Do this: Output the data as a JSON list of strings, one per line and skipping blank lines, from the line containing "Annotate the image above for the object class forearm." through the line containing "[0,0,182,270]", both included. Omit the pictures.

>>>>>

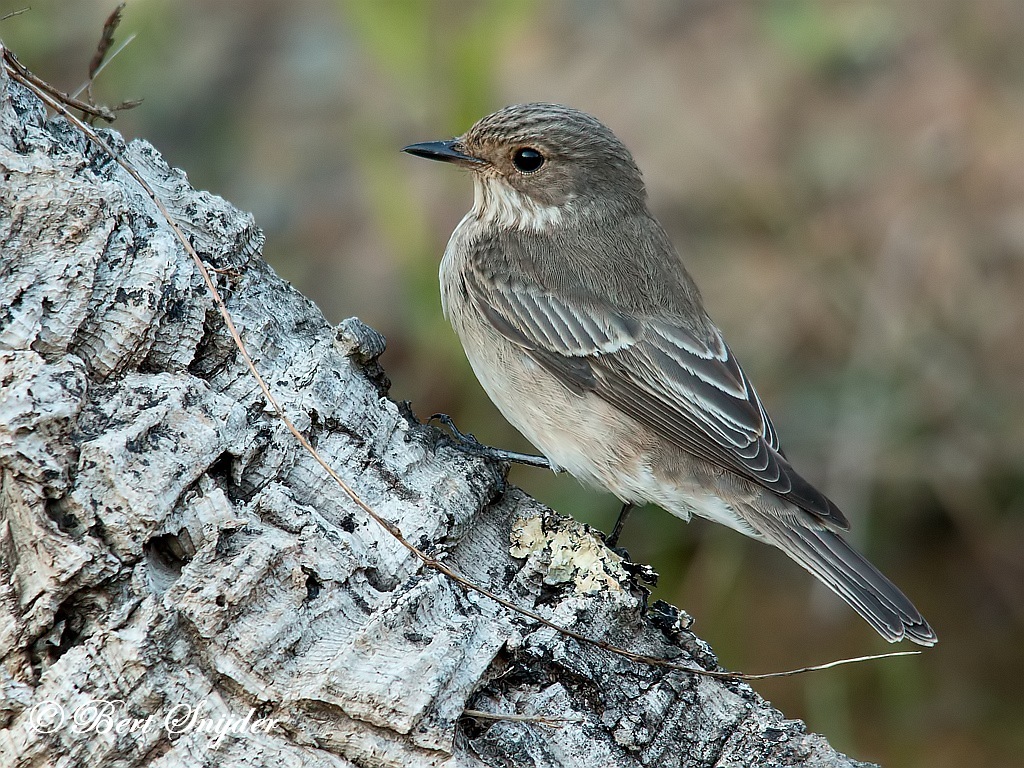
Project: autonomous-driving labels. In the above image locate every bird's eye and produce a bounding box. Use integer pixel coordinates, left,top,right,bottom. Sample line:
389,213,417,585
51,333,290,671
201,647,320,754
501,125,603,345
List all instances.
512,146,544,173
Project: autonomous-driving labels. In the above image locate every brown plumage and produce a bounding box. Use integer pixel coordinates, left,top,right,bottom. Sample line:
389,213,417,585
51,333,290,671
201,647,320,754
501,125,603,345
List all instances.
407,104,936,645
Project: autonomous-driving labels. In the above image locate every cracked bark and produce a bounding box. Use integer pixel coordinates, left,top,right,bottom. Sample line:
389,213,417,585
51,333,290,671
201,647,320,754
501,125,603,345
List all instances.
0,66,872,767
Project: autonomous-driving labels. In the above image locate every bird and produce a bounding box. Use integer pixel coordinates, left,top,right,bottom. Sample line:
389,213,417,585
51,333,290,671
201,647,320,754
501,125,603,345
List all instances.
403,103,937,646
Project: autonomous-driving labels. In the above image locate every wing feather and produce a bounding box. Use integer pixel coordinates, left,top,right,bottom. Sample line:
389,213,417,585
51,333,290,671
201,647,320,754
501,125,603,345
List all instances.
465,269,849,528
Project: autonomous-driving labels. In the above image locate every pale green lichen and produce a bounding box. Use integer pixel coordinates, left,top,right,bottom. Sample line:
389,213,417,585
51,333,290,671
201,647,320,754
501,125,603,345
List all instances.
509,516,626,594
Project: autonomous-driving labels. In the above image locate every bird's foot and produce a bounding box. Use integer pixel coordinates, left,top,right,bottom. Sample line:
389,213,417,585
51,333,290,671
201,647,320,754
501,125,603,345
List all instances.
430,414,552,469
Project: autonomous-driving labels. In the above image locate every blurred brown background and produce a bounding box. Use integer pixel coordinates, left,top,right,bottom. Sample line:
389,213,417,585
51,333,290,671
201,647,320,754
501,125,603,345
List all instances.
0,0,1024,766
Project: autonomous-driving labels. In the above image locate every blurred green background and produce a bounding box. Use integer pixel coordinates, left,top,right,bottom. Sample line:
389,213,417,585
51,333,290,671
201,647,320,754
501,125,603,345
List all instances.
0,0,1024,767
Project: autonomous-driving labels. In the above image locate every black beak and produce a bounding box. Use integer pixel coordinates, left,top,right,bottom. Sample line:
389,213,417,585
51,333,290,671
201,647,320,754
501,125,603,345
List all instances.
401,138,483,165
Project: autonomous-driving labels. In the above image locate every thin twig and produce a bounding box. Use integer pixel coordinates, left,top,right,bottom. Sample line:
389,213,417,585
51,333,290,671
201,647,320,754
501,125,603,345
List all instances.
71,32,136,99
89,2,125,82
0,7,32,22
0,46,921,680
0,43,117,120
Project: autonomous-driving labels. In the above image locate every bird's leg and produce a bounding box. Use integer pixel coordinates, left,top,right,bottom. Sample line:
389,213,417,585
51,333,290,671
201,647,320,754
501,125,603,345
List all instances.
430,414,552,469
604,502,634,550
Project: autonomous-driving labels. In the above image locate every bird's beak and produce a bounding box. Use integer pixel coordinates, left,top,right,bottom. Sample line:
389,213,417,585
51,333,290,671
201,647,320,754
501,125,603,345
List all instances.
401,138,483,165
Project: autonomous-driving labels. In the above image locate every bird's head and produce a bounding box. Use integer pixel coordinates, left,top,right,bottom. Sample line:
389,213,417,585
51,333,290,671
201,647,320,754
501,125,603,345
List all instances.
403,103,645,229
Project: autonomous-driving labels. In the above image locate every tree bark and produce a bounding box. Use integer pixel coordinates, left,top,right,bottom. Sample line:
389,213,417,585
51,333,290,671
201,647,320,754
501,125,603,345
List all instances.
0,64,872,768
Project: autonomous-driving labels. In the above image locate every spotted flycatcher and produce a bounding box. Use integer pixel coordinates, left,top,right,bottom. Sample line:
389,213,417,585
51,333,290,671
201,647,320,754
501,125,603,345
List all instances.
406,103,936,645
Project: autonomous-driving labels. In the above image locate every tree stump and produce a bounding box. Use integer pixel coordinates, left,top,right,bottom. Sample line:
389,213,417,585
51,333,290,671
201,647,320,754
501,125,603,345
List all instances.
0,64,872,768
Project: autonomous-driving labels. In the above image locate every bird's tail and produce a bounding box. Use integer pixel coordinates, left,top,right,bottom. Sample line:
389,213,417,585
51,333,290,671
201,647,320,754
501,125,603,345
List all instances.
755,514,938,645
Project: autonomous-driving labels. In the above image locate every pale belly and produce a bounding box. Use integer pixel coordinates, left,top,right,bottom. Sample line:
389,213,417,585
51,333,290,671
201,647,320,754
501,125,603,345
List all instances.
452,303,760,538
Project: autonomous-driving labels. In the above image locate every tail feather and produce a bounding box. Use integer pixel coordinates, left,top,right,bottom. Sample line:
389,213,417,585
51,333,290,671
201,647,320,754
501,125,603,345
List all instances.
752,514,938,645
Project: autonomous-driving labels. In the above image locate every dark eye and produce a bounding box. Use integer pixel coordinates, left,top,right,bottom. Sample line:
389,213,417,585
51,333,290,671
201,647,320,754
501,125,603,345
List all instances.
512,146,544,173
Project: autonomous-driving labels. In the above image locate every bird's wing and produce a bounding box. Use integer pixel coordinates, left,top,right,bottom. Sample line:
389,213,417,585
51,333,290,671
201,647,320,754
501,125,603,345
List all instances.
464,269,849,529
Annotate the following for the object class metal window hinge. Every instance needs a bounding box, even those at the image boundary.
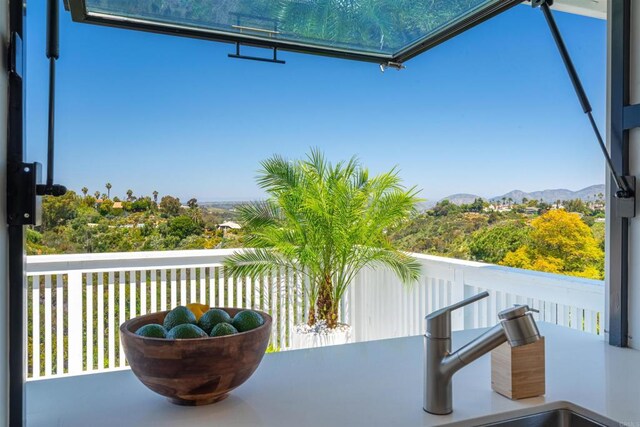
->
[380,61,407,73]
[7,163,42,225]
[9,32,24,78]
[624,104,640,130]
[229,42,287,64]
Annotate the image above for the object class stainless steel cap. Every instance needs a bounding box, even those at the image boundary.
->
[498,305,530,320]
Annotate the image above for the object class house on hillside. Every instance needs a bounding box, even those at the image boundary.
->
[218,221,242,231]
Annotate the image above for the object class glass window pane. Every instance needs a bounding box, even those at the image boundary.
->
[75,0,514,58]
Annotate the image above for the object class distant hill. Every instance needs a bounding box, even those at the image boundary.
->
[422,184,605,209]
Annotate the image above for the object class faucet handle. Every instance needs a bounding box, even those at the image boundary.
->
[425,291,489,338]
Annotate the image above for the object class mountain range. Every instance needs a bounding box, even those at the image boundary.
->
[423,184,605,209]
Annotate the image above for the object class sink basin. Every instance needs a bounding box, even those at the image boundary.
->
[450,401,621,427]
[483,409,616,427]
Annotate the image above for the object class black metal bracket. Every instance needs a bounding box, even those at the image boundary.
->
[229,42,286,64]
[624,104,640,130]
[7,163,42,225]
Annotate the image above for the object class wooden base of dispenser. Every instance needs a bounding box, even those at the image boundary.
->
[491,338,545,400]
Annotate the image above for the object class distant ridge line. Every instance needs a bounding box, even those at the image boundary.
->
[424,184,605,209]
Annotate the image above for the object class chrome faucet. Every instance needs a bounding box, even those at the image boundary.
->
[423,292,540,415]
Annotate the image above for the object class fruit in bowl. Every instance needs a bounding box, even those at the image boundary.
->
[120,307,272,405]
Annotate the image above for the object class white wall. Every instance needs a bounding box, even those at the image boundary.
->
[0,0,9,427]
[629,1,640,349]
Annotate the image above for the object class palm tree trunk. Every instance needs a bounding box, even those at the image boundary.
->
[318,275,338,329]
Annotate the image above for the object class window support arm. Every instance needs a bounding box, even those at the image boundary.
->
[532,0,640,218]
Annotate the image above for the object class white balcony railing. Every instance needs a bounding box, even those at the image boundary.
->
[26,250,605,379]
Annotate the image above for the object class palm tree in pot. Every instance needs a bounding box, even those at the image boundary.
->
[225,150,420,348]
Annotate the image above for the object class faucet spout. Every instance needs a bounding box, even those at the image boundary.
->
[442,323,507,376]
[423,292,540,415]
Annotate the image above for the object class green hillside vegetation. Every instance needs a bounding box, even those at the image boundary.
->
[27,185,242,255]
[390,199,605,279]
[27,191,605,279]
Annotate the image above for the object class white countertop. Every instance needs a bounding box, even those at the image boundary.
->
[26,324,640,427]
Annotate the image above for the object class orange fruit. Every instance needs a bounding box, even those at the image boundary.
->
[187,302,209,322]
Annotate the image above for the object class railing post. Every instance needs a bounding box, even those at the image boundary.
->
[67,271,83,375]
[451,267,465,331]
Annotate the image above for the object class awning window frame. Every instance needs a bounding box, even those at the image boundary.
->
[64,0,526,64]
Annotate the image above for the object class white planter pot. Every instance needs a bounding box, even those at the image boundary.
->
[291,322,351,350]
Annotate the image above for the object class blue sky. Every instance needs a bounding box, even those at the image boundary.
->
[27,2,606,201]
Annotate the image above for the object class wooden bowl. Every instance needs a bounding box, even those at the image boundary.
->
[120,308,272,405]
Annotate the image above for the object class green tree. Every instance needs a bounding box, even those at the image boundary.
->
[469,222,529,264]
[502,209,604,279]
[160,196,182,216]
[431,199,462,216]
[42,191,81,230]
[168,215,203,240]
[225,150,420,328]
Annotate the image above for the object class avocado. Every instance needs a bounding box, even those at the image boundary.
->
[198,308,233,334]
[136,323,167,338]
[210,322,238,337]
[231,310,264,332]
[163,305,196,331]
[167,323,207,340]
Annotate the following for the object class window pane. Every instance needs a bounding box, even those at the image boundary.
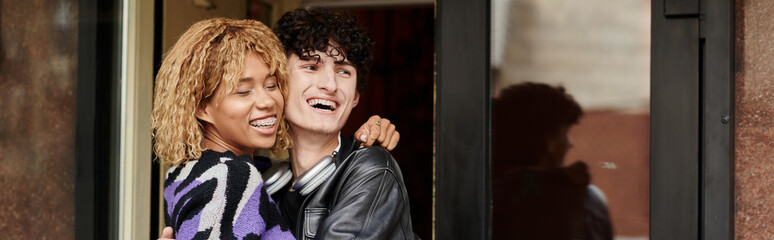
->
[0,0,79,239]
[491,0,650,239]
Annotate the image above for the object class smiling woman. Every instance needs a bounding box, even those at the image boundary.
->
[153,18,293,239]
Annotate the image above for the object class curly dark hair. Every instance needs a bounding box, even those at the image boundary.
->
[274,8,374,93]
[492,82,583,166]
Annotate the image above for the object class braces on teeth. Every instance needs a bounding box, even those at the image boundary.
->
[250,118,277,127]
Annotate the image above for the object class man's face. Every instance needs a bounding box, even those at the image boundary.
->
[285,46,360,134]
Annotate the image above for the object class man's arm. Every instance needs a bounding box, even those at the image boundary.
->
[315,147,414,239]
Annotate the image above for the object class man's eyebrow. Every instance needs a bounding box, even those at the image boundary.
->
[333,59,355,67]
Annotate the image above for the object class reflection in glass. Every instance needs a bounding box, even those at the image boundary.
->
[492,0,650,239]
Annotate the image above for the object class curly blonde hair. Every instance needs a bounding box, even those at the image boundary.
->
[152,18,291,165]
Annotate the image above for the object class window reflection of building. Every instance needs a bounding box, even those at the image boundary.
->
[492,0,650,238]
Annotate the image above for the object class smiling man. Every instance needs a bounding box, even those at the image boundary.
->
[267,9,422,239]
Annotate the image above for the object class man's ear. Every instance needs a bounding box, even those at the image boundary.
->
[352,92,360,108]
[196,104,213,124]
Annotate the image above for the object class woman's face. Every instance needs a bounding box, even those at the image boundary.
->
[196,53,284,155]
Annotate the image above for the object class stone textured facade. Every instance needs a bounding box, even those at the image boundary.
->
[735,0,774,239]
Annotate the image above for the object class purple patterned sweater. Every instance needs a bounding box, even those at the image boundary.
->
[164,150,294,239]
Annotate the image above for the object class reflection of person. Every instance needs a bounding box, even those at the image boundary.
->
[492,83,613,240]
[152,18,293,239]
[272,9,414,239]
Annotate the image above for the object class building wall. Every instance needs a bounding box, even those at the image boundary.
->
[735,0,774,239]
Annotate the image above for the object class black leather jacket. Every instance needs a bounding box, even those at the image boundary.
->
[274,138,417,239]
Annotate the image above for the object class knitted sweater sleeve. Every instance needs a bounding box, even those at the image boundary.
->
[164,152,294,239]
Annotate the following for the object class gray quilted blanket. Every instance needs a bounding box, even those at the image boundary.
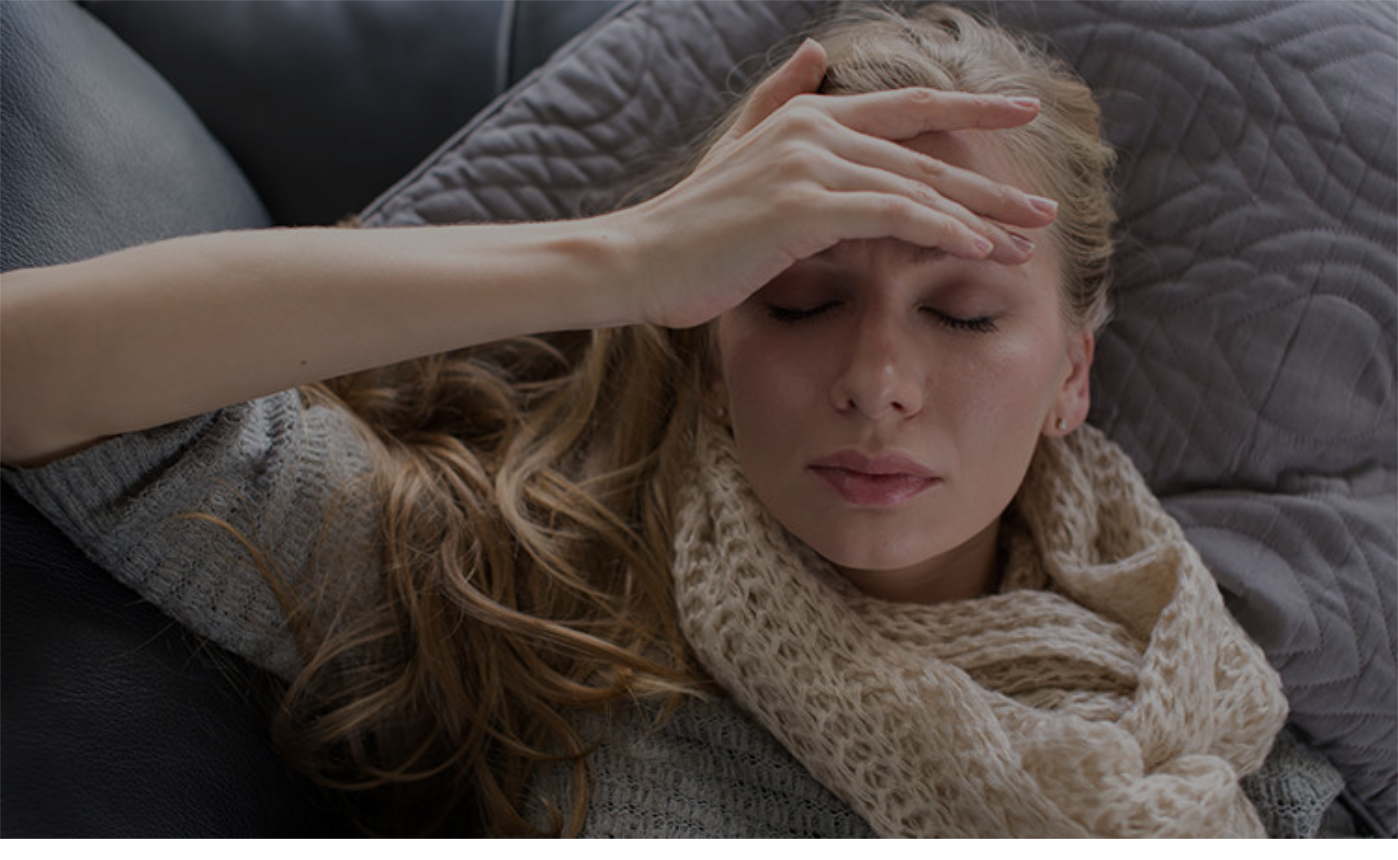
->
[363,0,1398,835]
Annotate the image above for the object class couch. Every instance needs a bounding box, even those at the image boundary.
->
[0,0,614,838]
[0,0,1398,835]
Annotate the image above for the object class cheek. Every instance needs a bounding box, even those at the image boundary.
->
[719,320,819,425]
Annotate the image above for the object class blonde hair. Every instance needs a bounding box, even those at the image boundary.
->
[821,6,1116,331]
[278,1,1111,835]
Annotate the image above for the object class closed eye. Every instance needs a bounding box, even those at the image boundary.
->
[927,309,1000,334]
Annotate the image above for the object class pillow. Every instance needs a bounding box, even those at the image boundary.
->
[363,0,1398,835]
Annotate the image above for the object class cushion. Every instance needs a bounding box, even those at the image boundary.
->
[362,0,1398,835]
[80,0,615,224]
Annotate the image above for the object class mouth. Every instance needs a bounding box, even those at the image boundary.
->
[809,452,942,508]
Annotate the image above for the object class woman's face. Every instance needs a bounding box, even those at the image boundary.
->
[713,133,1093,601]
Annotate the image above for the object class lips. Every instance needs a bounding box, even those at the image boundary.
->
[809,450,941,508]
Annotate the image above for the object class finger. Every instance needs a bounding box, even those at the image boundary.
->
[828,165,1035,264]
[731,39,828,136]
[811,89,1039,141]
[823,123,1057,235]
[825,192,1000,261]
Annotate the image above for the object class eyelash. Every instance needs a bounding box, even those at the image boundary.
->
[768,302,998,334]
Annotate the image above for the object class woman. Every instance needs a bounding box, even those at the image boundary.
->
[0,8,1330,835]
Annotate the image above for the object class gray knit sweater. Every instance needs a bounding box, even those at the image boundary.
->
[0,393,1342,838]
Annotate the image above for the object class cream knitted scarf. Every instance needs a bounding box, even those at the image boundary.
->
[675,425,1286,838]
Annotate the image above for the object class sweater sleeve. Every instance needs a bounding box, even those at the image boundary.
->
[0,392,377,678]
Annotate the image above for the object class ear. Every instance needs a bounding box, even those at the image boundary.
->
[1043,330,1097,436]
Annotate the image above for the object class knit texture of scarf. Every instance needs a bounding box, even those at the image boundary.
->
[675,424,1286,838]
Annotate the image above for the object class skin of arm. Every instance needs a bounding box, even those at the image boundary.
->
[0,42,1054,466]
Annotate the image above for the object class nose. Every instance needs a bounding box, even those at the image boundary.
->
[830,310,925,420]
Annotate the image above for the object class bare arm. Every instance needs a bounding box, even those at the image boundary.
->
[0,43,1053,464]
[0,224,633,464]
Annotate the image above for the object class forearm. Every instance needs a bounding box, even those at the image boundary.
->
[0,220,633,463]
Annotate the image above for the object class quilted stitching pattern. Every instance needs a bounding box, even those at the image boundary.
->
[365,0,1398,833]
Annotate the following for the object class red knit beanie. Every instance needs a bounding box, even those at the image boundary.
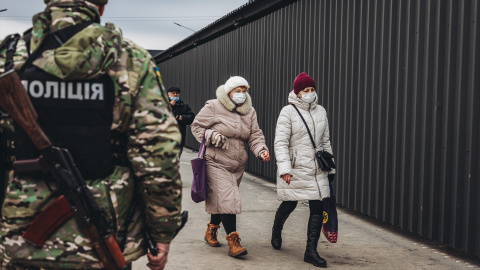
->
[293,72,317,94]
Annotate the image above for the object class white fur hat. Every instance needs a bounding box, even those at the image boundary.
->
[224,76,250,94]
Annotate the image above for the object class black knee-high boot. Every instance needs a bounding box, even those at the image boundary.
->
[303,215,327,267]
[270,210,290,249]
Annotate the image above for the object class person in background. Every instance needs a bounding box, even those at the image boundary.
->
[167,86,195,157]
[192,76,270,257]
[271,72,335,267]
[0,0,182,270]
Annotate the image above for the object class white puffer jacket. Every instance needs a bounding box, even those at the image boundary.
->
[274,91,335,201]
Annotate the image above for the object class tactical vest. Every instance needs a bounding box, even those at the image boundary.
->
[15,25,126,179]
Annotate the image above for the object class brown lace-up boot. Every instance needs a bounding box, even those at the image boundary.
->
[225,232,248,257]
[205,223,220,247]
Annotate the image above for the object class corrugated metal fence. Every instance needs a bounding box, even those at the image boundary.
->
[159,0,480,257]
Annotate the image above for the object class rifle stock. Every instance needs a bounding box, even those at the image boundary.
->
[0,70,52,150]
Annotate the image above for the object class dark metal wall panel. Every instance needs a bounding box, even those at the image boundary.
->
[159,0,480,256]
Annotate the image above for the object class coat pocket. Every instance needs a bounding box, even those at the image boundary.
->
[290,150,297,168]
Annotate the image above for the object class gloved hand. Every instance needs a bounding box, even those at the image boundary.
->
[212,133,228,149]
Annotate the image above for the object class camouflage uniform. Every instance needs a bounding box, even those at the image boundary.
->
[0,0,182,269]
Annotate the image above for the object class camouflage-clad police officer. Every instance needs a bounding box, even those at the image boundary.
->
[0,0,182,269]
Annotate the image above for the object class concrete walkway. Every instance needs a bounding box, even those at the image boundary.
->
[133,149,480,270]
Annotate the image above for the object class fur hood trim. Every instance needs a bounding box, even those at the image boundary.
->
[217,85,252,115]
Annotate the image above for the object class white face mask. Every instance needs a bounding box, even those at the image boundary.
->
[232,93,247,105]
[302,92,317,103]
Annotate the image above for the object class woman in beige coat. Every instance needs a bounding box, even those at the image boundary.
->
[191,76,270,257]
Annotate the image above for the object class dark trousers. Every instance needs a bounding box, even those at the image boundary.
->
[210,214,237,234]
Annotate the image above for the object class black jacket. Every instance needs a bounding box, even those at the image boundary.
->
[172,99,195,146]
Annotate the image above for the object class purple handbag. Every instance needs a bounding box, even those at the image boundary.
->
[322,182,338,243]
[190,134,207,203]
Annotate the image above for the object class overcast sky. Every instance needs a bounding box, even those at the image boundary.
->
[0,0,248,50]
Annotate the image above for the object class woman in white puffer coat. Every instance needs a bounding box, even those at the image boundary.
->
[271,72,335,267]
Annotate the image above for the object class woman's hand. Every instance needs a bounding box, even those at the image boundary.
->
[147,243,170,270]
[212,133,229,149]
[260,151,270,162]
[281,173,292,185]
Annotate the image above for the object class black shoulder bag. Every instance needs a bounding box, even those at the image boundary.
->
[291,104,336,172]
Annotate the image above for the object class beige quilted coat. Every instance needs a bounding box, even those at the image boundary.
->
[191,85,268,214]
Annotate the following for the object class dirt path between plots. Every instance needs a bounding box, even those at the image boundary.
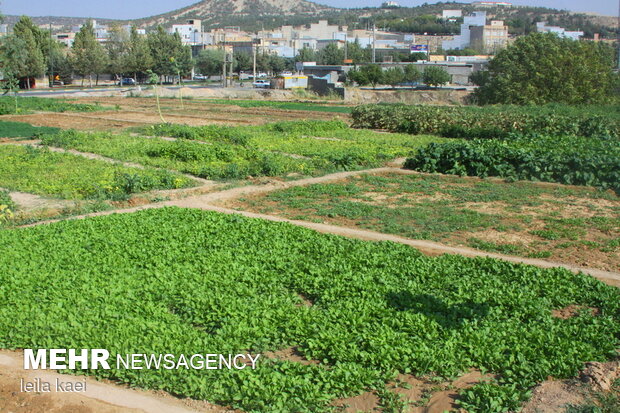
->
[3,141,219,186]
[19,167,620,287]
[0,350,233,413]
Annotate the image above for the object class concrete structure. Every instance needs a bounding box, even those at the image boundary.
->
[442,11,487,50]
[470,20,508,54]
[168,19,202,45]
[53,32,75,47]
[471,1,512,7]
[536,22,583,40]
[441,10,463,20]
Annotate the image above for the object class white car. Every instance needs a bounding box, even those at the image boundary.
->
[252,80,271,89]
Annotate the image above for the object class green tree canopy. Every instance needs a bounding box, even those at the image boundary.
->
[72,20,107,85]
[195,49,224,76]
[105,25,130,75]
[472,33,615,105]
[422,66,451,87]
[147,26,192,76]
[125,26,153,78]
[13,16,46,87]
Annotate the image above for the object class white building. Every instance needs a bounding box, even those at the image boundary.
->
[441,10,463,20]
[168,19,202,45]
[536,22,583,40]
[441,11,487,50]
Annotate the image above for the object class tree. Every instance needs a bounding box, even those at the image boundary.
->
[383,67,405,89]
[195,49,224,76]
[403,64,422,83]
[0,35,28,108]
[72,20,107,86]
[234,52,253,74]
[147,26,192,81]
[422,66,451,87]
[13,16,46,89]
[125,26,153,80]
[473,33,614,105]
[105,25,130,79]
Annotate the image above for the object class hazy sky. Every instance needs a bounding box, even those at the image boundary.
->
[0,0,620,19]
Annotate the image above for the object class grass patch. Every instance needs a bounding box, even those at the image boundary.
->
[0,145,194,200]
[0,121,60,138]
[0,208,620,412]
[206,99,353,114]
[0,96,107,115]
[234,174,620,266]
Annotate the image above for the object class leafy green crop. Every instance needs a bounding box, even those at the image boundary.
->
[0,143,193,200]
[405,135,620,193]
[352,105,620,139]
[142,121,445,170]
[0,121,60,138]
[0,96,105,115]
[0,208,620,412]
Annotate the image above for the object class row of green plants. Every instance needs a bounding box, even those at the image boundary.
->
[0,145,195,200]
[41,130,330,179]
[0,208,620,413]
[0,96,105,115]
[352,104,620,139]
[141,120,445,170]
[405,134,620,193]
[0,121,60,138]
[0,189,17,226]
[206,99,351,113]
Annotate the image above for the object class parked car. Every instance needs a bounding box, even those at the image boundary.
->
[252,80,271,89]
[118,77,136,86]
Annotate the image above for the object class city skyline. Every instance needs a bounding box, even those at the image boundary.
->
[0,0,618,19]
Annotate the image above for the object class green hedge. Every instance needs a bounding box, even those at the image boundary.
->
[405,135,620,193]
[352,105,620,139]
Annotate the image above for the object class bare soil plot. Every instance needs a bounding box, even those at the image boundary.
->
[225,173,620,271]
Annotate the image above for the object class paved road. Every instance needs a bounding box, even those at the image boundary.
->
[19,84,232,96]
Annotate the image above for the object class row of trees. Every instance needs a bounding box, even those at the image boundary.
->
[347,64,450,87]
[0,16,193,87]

<<<<<

Final answer:
[
  "Annotate the image above for the object class forearm. Every instance needs a bounding box, even those at the image boundary.",
  "->",
  "[0,220,633,463]",
  "Annotate the image above for the object class quilted stitching pattern. Every instance needs a bounding box, even those at the image boundary.",
  "->",
  "[365,0,1398,833]",
  "Annotate the following for the object class red knit beanie. Every instance needs a bounding box, even those at the image boundary.",
  "->",
  "[293,72,317,94]",
  "Annotate the image above for the object class white fur hat. Every instance needs a bounding box, even those at the image boundary.",
  "->",
  "[224,76,250,94]",
  "Annotate the image above for the object class black knee-high boot. Every instance needs a bounding box, even those at the image boundary.",
  "->",
  "[303,215,327,267]",
  "[270,210,290,249]",
  "Annotate the image above for the object class person in background. Every instance needs a bounding box, even those at the image boundary.",
  "->",
  "[167,86,195,157]",
  "[192,76,270,257]",
  "[271,72,335,267]",
  "[0,0,182,270]"
]